WORK INSTRUCTIONS: Copy the records exactly. Include every line.

Segment Start: DATA SHOWN

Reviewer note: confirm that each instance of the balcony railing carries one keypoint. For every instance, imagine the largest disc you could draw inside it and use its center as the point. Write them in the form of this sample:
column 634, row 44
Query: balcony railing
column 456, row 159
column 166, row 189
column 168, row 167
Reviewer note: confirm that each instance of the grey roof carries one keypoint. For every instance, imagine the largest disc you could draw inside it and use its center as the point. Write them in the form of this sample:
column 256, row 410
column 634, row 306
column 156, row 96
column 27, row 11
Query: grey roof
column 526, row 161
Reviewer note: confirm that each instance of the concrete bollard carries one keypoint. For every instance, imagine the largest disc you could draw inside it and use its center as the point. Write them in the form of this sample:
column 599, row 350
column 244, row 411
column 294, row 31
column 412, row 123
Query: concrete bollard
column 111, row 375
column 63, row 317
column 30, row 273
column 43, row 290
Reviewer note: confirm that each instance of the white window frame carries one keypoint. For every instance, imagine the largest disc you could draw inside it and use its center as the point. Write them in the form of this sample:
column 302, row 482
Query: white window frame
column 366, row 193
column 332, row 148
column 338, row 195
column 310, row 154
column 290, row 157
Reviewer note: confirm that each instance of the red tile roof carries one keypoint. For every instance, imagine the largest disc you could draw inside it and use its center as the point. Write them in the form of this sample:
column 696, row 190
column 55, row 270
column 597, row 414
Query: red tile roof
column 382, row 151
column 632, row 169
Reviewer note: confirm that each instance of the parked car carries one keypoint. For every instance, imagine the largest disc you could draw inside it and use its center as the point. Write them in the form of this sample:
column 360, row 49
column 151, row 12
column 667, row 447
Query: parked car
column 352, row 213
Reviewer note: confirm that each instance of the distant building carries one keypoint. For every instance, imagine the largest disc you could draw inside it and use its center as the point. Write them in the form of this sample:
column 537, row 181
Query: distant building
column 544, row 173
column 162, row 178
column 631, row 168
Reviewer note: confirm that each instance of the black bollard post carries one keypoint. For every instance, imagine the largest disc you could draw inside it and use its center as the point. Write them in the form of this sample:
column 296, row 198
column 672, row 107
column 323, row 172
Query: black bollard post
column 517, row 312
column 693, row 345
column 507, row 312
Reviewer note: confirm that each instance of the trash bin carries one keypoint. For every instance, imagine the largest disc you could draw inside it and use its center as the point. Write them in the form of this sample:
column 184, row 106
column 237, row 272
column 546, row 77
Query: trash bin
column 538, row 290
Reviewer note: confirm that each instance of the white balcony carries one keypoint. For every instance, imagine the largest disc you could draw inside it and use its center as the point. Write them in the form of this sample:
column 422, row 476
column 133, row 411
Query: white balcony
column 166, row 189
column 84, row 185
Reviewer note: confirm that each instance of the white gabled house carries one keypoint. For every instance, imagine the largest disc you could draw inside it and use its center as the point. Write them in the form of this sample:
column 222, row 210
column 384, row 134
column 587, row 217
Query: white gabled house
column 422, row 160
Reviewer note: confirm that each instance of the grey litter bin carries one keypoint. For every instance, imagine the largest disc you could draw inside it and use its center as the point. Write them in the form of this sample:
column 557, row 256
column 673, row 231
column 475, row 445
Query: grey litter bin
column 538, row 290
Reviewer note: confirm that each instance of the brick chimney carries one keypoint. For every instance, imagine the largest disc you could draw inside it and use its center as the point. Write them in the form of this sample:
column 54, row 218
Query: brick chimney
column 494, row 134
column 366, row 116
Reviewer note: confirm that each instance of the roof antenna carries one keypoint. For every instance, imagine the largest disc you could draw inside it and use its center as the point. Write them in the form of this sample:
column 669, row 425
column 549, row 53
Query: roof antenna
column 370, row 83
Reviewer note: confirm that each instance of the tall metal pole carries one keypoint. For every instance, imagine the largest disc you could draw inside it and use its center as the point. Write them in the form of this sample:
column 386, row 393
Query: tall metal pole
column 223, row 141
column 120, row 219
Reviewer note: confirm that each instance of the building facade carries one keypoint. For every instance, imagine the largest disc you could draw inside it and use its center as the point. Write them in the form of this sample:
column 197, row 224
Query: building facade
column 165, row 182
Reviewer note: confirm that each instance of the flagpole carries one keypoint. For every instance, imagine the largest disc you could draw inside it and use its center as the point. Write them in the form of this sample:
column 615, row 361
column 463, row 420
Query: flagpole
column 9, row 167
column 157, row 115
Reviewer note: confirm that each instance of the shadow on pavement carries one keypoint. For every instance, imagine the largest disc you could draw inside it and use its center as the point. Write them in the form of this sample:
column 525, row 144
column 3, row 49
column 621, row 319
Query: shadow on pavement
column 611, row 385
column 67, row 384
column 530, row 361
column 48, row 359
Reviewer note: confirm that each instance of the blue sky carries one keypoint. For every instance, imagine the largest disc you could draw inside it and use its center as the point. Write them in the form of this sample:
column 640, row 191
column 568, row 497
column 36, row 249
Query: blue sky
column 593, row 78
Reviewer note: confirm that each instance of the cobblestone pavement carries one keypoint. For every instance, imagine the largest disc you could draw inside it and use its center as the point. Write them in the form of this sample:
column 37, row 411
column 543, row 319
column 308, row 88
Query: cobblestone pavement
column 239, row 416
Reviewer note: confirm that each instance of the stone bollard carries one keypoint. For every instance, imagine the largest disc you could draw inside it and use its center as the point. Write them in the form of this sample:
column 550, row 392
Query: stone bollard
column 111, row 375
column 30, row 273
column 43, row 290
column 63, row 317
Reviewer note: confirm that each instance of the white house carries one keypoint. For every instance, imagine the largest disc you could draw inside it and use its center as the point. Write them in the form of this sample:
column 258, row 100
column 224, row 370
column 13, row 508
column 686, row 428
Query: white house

Segment End: DATA SHOWN

YOUR SOLUTION:
Reviewer note: confirm that each instance of the balcony railing carries one keypoint. For every instance, imagine the largest disc you could draw inside it and use its center as the point. Write them in the form of this sample:
column 634, row 44
Query: balcony railing
column 456, row 159
column 166, row 189
column 168, row 167
Reviewer note: confirm that each instance of the grey roof carries one keypoint. For every instance, imagine the largest disc you could draw inside it and use its center as the point. Write them in the form of this sample:
column 256, row 410
column 634, row 306
column 156, row 96
column 27, row 11
Query: grey roof
column 526, row 161
Reviewer note: confirm that each instance of the concrete bollard carries one keypoint. For every instance, imagine the largest disc you could draw inside it and use its center as the point. Write them in the form of this sample:
column 599, row 350
column 244, row 411
column 294, row 31
column 412, row 123
Query: concrete bollard
column 111, row 375
column 63, row 317
column 30, row 273
column 43, row 290
Reviewer note: confirm that each instance of the white window frame carries one keypoint. For every instance, imagine the largest disc you could draw inside it and use its center as the point. Write them in the form of this sample:
column 302, row 482
Query: white window frame
column 366, row 193
column 332, row 148
column 338, row 195
column 310, row 154
column 290, row 157
Reviewer note: confirm that each instance of the red tile roof carries one keypoint. For every instance, imagine the largest disc you could draw inside it and use its center as the point. Write them in the form of this sample:
column 696, row 190
column 55, row 270
column 597, row 414
Query: red tile roof
column 382, row 151
column 632, row 169
Reviewer note: confirm that each instance of the parked car carries one keypoint. For every instance, imagine the largest disc you could draw inside it and use its center as the point. Write them in the form of this sample:
column 360, row 49
column 151, row 12
column 667, row 447
Query: parked car
column 352, row 213
Reviewer note: confirm that each instance of the distant building carries one keypoint. For every instance, imagine the largest disc you could draw inside it and use its center as the point. Write them in the form of this sample:
column 537, row 181
Query: distant building
column 544, row 173
column 162, row 178
column 631, row 168
Reviewer note: confirm that each instance of the black bollard post carries one keypoint. For every instance, imagine the largest disc you could draw inside it and use its center as the point. Write them in the form of this sample:
column 296, row 198
column 672, row 107
column 323, row 172
Query: black bollard post
column 517, row 312
column 693, row 345
column 507, row 312
Reviewer note: confirm that each instance of the trash bin carries one keypoint. For every instance, imagine the largest disc you could draw inside it and use its center as the point. Write them in the form of this sample:
column 184, row 106
column 237, row 272
column 546, row 77
Query: trash bin
column 538, row 290
Reviewer note: confirm that each instance of the white balcony carries one keypoint. For every instance, imagine the largest disc you could draw inside it and use its center as the point. Write them in the form of this sample:
column 422, row 476
column 133, row 411
Query: white balcony
column 166, row 189
column 84, row 185
Reviewer note: confirm that each instance of the white gabled house carries one keypoint. For every instance, imagine the largest disc you could draw inside it and use its center as the point. Write them in the form of this sample:
column 222, row 210
column 384, row 134
column 587, row 217
Query: white gabled house
column 422, row 160
Reviewer note: confirm that each instance of the grey litter bin carries one keypoint. For every instance, imagine the largest disc you could draw inside it and use its center as the point. Write them in the form of this sample:
column 557, row 256
column 673, row 231
column 475, row 445
Query: grey litter bin
column 538, row 290
Reviewer note: confirm that each instance of the brick chimney carries one keypoint. For every instance, imagine the largest disc you could draw inside it and use its center as the point. Write them in the form of this sample:
column 54, row 218
Query: brick chimney
column 494, row 134
column 366, row 116
Reviewer note: confirm that each instance of the roof antenna carries one keypoint. For every instance, imagine the largest disc you could draw inside it and use its center as the point. Write them in the form of this sample:
column 669, row 425
column 549, row 53
Query: roof antenna
column 370, row 83
Reviewer note: confirm that each instance of the tall metal pole carries one keypoint. For every instance, imagine the largest disc you could draw inside it and use its center as the point. Write them in the form of this sample:
column 386, row 393
Query: tall metal pole
column 223, row 141
column 120, row 219
Reviewer note: confirm that each instance of the building facade carries one keypoint. For every instance, imagine the largest disc you could draw inside it and use its center as the point. Write them in the form of this sample:
column 197, row 224
Query: building facade
column 165, row 182
Reviewer note: confirm that each instance of the flagpole carries one keypoint. For every instance, imagine the largest disc you could draw inside it and use its center as the point. Write them in the form of this sample:
column 615, row 361
column 463, row 420
Query: flagpole
column 9, row 167
column 157, row 115
Reviewer note: confirm that each instance of the shadow on pavement carries one keypoint. For every instance, imagine the largest disc you could draw inside it and use its center as the point. Write them in the form of this sample:
column 525, row 144
column 3, row 49
column 621, row 319
Query: shadow on pavement
column 611, row 385
column 67, row 384
column 530, row 361
column 48, row 359
Reviewer note: confirm that each instance of the blue sky carries one keypoint. For every instance, imagine the largest disc you could draw inside it and use its center as the point. Write them in the form of this sample:
column 640, row 191
column 568, row 497
column 36, row 249
Query: blue sky
column 593, row 78
Reviewer note: confirm that each instance of the cobblestone pavement carries one keypoint. For every instance, imagine the largest disc you could draw inside it and use its center as the point. Write them in the form of this sample:
column 37, row 411
column 543, row 319
column 308, row 88
Query: cobblestone pavement
column 239, row 416
Reviewer note: confirm that each instance of the stone bollard carries one keypoint. For every instance, imagine the largest disc you could draw inside it and use its center as the point. Write them in the form of this sample:
column 550, row 392
Query: stone bollard
column 111, row 375
column 30, row 273
column 43, row 290
column 63, row 317
Reviewer note: confirm that each instance of the white house carries one keypoint. For every instance, imagine the largest disc you could draw inside it and use its center as the point. Write them in the form of this sample:
column 258, row 100
column 224, row 370
column 13, row 508
column 686, row 428
Query: white house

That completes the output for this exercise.